Copy out the data line by line exactly, from its start to the line bearing "Question. Locate the evergreen", inclusive.

===== Dataset records =====

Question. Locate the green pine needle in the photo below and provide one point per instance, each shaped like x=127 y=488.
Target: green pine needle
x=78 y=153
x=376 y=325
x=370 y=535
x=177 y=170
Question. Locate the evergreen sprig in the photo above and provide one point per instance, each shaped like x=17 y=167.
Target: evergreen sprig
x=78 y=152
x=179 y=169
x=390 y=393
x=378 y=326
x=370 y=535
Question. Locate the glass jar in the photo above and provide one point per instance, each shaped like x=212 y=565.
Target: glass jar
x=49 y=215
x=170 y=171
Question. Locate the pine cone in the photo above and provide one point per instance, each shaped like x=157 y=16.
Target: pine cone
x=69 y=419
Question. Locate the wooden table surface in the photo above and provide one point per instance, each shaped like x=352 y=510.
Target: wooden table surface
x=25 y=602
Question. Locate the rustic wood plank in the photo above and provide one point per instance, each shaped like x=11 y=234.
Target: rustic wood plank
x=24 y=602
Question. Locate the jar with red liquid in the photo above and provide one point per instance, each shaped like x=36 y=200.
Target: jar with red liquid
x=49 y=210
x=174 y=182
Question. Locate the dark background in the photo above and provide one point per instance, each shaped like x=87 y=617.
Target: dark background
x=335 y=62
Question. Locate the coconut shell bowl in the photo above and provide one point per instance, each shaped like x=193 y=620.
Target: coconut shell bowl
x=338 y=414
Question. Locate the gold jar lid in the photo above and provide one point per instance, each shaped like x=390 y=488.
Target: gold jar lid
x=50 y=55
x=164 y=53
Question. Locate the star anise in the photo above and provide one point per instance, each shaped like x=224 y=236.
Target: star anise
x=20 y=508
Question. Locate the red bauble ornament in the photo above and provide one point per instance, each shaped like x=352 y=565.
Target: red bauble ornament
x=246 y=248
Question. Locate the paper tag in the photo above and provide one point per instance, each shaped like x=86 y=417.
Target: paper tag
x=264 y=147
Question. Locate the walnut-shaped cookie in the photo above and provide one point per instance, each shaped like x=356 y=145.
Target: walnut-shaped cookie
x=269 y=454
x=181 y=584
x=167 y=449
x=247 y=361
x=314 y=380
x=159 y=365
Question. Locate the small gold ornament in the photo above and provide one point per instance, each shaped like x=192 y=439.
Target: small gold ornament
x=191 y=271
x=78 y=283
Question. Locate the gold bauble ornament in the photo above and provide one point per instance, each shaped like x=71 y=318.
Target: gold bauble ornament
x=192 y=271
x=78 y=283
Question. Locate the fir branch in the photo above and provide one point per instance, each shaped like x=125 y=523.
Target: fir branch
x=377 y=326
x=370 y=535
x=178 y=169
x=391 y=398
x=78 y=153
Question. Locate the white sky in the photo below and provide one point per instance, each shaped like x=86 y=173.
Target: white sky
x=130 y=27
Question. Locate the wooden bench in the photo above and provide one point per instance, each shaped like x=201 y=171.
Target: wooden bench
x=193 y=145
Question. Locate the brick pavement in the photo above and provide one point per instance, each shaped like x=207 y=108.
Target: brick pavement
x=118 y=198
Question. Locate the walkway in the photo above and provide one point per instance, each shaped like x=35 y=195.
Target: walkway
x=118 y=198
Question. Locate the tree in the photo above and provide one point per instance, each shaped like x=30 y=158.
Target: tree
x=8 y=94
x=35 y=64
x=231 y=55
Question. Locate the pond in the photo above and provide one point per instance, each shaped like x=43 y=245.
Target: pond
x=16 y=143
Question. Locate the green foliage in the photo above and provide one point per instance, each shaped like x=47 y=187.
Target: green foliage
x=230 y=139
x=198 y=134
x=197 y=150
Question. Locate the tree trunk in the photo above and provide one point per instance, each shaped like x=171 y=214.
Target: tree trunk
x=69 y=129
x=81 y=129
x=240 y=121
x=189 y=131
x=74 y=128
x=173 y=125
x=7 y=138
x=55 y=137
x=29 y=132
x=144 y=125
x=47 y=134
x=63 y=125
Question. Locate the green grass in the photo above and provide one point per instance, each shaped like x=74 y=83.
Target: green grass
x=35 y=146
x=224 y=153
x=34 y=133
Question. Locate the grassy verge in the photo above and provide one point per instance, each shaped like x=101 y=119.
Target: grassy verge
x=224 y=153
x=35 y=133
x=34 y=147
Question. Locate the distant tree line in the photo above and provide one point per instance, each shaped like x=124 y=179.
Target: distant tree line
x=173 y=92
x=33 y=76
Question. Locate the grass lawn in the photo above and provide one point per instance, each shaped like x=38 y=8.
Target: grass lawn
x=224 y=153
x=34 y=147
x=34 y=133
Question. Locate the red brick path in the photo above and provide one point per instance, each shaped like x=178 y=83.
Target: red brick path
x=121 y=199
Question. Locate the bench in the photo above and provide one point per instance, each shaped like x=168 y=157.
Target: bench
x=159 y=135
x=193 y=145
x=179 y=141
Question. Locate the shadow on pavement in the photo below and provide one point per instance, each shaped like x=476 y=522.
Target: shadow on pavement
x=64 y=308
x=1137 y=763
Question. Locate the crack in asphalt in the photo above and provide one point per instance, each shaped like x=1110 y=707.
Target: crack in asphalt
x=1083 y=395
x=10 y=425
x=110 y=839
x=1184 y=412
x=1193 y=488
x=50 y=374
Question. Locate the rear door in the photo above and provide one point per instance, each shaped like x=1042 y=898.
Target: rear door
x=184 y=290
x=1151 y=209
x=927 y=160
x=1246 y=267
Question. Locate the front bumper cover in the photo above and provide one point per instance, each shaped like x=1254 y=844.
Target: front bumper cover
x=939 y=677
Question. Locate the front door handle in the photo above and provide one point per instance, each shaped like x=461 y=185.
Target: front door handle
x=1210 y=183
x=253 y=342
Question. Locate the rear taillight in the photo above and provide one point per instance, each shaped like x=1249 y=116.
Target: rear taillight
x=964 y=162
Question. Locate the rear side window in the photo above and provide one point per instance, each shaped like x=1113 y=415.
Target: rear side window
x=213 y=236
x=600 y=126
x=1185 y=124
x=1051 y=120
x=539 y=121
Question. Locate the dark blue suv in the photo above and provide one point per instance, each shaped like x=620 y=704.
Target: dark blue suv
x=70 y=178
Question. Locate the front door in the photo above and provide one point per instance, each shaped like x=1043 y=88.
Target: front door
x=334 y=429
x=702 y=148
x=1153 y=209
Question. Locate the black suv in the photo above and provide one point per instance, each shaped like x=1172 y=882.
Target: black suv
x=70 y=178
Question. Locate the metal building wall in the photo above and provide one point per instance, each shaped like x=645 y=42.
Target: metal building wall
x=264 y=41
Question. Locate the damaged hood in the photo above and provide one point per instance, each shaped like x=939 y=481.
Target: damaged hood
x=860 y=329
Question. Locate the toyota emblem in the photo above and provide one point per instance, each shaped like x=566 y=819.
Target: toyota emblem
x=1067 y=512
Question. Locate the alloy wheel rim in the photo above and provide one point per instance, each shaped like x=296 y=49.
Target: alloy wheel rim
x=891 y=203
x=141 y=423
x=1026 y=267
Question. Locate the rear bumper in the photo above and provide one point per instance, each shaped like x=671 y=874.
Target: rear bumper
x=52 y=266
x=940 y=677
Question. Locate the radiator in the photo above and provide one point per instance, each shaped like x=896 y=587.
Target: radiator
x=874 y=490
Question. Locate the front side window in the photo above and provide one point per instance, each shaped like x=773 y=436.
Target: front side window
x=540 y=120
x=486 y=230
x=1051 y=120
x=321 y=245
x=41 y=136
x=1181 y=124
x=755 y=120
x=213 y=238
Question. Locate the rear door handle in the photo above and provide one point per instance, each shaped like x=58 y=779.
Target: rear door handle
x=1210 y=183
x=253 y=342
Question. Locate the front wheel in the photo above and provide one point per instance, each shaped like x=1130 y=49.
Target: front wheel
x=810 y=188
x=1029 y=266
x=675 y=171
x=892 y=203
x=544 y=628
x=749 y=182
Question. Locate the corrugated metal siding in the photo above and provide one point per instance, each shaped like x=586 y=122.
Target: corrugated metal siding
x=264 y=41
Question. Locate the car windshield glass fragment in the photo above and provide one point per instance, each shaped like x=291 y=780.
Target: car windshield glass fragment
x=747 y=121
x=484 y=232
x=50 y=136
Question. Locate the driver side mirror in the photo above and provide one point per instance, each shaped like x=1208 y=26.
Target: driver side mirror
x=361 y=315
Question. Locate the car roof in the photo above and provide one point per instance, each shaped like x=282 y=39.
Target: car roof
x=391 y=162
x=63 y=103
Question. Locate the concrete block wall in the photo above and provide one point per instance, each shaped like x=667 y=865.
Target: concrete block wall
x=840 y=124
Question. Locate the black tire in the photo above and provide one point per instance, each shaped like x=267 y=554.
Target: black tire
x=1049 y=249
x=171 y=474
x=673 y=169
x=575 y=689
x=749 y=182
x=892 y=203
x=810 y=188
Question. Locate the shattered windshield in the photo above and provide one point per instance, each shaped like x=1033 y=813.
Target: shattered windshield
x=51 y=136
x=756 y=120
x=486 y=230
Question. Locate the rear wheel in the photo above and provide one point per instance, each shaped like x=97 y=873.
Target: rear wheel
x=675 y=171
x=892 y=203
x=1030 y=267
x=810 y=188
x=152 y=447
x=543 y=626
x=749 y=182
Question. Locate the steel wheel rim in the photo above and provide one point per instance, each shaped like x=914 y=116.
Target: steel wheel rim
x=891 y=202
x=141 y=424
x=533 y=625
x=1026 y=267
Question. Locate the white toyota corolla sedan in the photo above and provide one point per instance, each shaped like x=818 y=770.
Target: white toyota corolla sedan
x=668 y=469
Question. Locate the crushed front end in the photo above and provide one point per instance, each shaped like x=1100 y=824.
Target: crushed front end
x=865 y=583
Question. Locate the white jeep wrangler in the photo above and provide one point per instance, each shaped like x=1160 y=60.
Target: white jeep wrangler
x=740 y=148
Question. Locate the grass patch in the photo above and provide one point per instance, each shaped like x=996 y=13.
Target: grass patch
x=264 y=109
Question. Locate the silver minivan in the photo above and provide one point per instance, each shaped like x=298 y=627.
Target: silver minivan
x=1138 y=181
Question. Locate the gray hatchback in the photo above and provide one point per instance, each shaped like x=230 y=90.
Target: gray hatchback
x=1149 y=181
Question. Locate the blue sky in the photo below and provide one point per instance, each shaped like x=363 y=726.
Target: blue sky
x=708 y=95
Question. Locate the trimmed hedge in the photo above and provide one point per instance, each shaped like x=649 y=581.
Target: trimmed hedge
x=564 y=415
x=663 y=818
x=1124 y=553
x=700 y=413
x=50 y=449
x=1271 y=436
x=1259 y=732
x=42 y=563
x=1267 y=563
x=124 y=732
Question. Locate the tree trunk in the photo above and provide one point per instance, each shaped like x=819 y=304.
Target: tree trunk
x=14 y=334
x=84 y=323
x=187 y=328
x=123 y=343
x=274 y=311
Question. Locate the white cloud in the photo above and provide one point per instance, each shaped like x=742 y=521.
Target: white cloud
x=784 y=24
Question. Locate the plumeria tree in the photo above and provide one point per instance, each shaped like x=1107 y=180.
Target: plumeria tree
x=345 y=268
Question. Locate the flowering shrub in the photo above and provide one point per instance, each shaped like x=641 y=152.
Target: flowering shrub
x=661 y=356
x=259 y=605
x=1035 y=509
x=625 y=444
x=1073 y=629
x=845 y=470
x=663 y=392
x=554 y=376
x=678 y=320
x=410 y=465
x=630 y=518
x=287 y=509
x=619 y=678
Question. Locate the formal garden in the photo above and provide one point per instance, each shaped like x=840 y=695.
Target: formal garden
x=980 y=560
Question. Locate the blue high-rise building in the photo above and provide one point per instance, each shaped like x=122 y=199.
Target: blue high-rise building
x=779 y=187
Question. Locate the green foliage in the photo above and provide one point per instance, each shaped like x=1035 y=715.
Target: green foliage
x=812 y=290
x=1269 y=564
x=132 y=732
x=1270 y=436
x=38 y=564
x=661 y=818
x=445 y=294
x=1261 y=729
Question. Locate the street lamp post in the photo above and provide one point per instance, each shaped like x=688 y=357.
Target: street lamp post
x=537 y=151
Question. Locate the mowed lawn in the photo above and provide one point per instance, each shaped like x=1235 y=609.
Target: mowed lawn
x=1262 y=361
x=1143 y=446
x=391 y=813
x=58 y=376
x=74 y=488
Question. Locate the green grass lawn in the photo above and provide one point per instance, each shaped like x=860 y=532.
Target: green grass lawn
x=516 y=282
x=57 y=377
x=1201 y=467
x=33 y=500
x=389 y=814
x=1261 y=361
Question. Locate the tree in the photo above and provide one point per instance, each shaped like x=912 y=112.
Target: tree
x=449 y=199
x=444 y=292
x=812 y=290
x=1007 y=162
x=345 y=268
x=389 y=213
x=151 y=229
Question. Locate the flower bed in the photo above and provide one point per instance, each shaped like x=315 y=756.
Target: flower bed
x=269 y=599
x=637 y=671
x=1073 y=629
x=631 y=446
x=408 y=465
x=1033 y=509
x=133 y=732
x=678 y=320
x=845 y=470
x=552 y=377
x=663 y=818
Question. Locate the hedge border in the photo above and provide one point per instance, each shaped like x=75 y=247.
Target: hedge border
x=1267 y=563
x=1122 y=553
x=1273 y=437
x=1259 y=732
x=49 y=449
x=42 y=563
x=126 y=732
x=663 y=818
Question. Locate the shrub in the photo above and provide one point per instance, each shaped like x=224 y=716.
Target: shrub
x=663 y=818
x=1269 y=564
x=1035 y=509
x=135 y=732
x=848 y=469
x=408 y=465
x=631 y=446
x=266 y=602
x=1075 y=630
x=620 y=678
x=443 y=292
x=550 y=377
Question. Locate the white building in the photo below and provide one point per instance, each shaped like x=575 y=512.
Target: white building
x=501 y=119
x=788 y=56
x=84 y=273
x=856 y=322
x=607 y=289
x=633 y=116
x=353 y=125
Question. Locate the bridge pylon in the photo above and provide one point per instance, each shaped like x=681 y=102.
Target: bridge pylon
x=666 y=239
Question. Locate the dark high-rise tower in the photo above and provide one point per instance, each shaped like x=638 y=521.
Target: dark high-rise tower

=====

Reply:
Question. Locate the green pine needle in the photo below and provide one point per instance, each shaped like x=127 y=488.
Target: green pine needle
x=78 y=153
x=376 y=325
x=370 y=535
x=177 y=170
Question. Locate the evergreen sprig in the photo above and provide one point per instance, each shaped like x=17 y=167.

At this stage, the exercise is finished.